Collect every line in the rows below that contains the word "denim". Copy each such line in full.

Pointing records

+===+

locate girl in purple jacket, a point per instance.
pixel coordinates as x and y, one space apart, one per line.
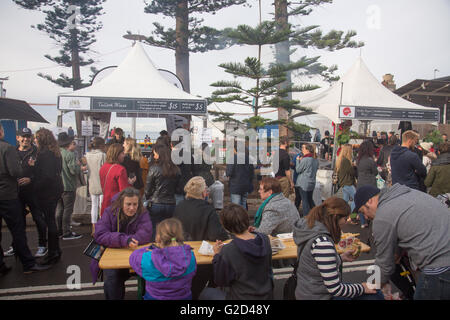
124 224
168 267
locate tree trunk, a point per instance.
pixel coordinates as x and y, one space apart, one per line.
282 56
76 75
182 48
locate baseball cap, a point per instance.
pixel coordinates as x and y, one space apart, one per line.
363 195
24 132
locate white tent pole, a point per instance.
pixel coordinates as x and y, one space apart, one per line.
336 128
133 128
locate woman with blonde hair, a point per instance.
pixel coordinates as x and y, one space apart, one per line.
346 174
48 187
131 162
318 271
95 159
113 175
167 267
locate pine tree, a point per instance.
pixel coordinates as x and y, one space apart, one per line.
189 35
307 37
266 91
72 25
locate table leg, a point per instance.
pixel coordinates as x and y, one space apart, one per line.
141 287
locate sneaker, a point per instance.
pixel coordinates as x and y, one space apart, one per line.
9 253
36 268
72 236
42 251
4 270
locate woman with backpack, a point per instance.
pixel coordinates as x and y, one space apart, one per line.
318 272
162 180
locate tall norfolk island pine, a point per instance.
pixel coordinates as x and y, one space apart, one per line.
272 86
307 37
188 35
73 37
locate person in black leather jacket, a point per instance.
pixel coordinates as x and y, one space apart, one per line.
162 179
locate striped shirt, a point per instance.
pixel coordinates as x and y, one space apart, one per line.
324 253
435 271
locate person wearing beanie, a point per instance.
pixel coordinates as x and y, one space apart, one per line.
200 222
407 219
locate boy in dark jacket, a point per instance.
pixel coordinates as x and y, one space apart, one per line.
200 222
407 168
243 266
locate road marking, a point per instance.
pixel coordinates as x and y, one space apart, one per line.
359 262
364 268
58 287
72 293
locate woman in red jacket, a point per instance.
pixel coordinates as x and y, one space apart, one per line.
113 176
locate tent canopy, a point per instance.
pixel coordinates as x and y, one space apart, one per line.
134 86
12 109
359 95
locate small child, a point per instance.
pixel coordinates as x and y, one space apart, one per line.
168 266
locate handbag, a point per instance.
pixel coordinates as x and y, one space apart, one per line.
94 250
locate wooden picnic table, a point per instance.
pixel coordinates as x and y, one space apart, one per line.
114 258
119 258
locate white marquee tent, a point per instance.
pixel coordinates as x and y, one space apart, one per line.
135 85
359 88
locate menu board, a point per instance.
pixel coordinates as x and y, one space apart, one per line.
379 113
166 106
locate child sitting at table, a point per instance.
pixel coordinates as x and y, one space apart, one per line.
243 266
168 266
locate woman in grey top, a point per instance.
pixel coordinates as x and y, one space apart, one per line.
306 168
367 170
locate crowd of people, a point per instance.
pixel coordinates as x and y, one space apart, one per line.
136 200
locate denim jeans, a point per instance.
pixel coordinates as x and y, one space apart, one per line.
433 287
240 199
29 199
96 204
349 193
298 197
307 201
10 211
48 207
158 213
64 211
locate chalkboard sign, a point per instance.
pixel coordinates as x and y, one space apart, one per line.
133 105
166 106
379 113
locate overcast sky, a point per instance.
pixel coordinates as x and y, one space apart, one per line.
407 38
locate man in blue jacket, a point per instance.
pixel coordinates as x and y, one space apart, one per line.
406 166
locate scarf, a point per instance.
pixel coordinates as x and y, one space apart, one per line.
258 215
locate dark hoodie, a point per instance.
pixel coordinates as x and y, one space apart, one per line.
407 168
245 267
439 176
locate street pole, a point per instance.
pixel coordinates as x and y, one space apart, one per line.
133 127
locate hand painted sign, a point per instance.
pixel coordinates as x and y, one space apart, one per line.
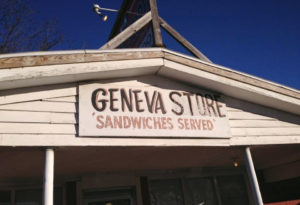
131 11
148 111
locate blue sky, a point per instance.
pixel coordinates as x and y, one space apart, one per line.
258 37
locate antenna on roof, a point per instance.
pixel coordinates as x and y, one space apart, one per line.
98 9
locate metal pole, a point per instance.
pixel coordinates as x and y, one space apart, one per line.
48 177
252 177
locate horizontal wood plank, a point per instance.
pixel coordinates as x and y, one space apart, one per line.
233 75
41 106
246 116
36 93
37 117
36 128
283 131
72 140
70 99
264 140
260 123
82 57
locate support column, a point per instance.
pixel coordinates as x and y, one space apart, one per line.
252 177
48 177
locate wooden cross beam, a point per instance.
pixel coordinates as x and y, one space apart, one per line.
180 39
128 32
157 23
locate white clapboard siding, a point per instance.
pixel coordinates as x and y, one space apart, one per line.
70 99
41 106
36 128
38 117
283 131
260 123
36 93
246 116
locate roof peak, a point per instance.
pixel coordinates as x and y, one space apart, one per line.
133 27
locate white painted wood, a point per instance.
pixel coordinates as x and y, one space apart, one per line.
246 116
65 73
37 117
264 140
284 131
42 106
230 87
170 120
37 128
36 93
252 177
71 99
260 123
129 31
48 177
73 140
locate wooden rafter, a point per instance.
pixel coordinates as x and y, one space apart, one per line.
180 39
155 23
128 32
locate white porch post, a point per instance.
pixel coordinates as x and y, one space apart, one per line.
252 177
48 177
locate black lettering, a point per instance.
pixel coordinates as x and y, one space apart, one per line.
159 105
112 99
137 101
99 105
202 110
188 95
126 100
176 102
210 104
219 106
150 105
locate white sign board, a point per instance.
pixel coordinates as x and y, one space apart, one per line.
123 111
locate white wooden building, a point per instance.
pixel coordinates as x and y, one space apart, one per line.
143 126
44 96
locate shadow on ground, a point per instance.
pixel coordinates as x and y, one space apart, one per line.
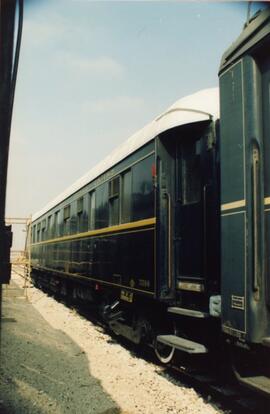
42 370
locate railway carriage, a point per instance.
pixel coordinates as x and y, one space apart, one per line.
139 232
169 235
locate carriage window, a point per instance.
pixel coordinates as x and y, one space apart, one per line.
66 219
142 189
102 210
34 234
57 223
126 197
38 232
43 229
49 229
80 214
190 172
80 205
114 186
92 209
67 212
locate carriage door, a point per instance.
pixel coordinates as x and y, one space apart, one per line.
189 217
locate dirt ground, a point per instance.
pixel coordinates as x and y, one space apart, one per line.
55 361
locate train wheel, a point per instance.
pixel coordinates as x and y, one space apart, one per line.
165 353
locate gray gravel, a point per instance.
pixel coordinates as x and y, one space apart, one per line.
55 361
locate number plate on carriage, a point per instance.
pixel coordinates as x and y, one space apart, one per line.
126 295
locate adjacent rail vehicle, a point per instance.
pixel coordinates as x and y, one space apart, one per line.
170 235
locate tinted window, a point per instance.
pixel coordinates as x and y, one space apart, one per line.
92 209
114 186
190 171
126 197
142 189
102 211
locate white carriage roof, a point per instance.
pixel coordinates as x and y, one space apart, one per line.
197 107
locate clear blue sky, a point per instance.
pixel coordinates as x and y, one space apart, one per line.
92 73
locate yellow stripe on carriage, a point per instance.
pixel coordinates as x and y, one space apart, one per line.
112 229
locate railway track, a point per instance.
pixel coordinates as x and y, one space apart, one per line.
228 395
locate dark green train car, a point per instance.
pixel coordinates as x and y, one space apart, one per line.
170 235
139 234
245 201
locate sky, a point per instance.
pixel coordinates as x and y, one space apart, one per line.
92 73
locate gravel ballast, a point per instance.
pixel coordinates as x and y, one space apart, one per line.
55 361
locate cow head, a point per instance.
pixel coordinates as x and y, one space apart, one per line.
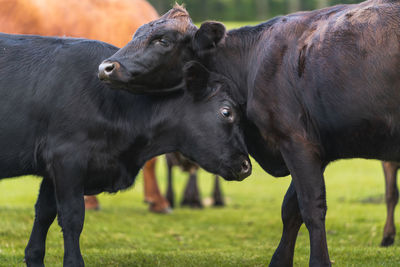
152 61
211 125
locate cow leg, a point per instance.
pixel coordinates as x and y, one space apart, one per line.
392 197
218 199
45 213
170 188
292 221
307 176
191 196
152 193
68 183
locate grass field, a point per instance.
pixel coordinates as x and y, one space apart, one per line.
245 233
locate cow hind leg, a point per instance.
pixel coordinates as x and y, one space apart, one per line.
218 198
306 169
191 196
292 221
392 197
45 213
153 196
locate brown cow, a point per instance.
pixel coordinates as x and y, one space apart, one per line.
109 21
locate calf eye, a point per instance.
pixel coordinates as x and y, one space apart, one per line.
162 42
226 112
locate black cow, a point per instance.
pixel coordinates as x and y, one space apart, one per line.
60 122
317 86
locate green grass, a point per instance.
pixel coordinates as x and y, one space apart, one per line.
245 233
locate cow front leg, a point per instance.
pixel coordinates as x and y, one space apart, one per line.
191 196
68 181
307 175
170 187
292 221
218 198
392 197
45 213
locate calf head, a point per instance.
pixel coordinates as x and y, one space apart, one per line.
210 126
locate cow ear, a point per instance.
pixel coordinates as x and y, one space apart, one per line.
208 36
196 77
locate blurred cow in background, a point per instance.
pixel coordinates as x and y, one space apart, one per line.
191 196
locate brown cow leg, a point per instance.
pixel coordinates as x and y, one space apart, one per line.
191 196
91 203
218 199
152 193
392 197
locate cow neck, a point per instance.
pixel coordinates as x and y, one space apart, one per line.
146 121
237 57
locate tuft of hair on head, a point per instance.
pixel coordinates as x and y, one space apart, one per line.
176 12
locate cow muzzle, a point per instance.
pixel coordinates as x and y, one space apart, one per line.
108 69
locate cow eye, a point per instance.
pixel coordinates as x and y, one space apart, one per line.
162 42
226 112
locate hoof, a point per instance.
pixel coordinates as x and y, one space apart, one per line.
192 204
164 210
387 241
91 203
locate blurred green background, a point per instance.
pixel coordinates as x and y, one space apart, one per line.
243 10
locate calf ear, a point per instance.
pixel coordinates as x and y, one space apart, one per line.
196 77
208 36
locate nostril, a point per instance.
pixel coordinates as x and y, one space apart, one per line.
109 68
245 166
106 69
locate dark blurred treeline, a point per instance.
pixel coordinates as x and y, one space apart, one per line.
243 10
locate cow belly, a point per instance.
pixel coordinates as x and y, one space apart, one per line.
109 177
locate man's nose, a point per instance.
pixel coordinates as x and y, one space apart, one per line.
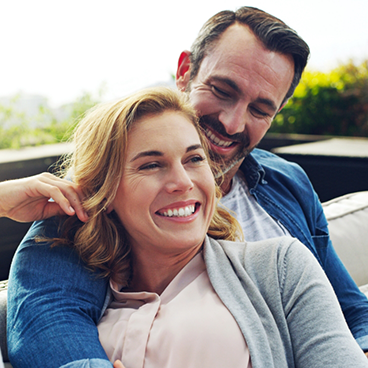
234 119
178 179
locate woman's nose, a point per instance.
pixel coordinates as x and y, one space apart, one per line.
178 180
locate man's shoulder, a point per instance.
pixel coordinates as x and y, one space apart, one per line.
269 161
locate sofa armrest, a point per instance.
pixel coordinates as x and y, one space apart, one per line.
347 218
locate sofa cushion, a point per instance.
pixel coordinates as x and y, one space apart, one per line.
348 225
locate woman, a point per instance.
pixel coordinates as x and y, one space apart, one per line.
187 292
27 199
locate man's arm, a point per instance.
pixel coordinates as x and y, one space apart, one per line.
54 304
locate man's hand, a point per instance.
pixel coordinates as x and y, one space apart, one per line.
27 199
118 364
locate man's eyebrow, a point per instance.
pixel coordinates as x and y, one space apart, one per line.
160 154
227 81
235 87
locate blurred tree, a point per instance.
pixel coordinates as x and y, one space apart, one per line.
19 128
334 103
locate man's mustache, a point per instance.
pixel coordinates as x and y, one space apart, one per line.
215 125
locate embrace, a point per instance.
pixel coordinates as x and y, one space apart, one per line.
154 271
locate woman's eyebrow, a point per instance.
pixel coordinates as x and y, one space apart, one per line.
145 154
194 147
160 154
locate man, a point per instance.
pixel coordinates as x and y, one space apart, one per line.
242 69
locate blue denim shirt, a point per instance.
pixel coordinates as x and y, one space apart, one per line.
283 189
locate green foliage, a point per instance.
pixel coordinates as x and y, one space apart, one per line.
334 103
19 129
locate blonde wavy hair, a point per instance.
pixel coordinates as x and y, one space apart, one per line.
97 165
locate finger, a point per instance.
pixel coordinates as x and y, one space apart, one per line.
66 194
118 364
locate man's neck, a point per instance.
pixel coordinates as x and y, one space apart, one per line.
226 184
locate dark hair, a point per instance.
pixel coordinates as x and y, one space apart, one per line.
271 31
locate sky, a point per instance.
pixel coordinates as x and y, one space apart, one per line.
60 49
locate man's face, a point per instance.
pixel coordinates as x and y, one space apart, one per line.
237 92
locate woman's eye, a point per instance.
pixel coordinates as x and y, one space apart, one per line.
150 166
197 159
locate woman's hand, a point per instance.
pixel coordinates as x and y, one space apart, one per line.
27 199
118 364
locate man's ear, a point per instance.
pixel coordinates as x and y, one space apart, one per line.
183 71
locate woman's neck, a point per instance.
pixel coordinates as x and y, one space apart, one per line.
154 274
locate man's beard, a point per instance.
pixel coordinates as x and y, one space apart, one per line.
242 140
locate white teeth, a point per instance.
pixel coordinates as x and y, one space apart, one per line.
217 141
180 212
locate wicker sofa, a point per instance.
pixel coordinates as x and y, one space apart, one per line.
348 225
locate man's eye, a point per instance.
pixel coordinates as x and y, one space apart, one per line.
258 113
219 92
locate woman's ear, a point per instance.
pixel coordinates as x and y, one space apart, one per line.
109 208
183 71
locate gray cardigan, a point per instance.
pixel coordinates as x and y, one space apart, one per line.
283 304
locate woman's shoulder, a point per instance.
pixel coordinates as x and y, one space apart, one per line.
275 255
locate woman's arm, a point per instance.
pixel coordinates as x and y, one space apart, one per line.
317 327
27 199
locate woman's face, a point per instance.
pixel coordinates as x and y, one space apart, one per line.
166 197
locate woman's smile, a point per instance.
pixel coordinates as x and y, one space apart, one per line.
166 197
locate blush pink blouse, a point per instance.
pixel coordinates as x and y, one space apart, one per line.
186 326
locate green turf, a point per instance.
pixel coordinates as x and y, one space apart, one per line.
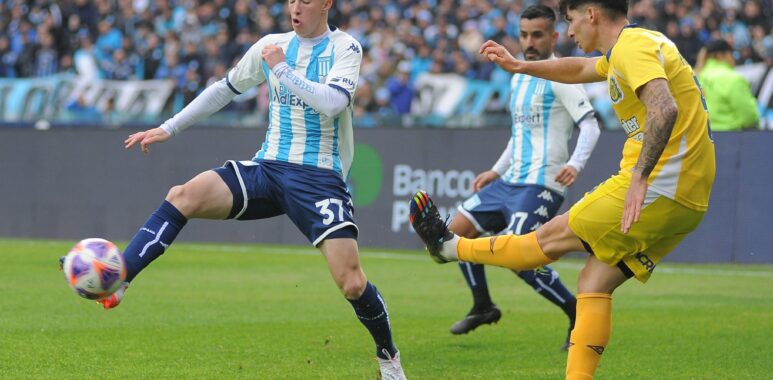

+===+

Reply to the task:
locate denim jeans, a point per instance.
locate blue denim shirt, a point per instance.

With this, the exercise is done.